EXERCISE AIM:
Which lines below contain the word "spectator"? Copy each one.

-- INPUT follows --

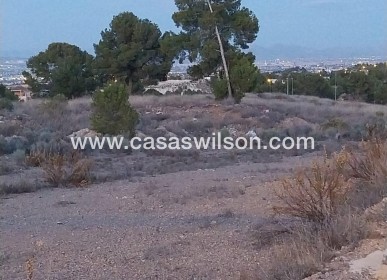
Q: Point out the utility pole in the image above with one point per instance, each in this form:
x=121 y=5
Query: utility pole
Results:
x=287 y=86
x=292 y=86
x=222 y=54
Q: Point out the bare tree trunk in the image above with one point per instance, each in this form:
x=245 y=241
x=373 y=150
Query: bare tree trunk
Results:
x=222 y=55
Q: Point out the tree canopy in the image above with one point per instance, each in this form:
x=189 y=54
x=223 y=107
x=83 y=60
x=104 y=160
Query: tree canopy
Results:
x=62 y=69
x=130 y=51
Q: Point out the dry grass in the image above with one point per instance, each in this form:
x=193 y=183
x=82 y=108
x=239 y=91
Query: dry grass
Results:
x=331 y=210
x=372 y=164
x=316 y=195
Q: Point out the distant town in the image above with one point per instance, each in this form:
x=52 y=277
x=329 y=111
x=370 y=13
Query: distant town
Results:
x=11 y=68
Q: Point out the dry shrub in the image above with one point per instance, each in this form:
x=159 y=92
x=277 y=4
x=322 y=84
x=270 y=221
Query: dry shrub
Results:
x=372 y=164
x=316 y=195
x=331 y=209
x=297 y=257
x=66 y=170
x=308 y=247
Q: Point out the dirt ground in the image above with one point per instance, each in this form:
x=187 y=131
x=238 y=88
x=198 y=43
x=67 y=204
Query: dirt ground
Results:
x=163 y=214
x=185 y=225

-- INPUT concluded --
-- INPUT follows --

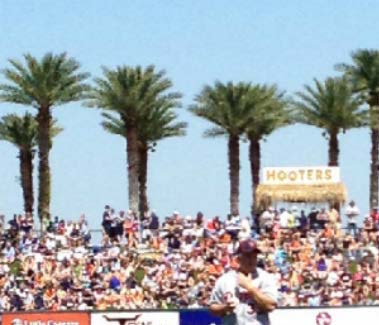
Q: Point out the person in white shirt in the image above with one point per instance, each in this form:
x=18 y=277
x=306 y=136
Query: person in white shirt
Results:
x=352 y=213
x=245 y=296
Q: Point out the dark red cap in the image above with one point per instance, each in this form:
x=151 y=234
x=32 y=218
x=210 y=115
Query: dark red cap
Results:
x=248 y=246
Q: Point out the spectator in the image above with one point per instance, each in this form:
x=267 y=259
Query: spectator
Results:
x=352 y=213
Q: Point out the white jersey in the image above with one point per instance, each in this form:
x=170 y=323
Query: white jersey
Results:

-- INPUT concluded --
-- INPUT follows --

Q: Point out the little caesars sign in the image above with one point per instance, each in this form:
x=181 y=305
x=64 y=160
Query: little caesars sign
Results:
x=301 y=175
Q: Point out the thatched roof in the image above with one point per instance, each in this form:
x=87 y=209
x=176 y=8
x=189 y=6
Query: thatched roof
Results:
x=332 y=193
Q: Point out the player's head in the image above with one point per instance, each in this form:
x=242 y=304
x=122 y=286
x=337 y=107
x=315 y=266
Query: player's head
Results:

-- INPUT concluded --

SOLUTION FOR THIS TASK:
Q: Point out the spectator in the image above with one point per instance, each in this form:
Query: spectator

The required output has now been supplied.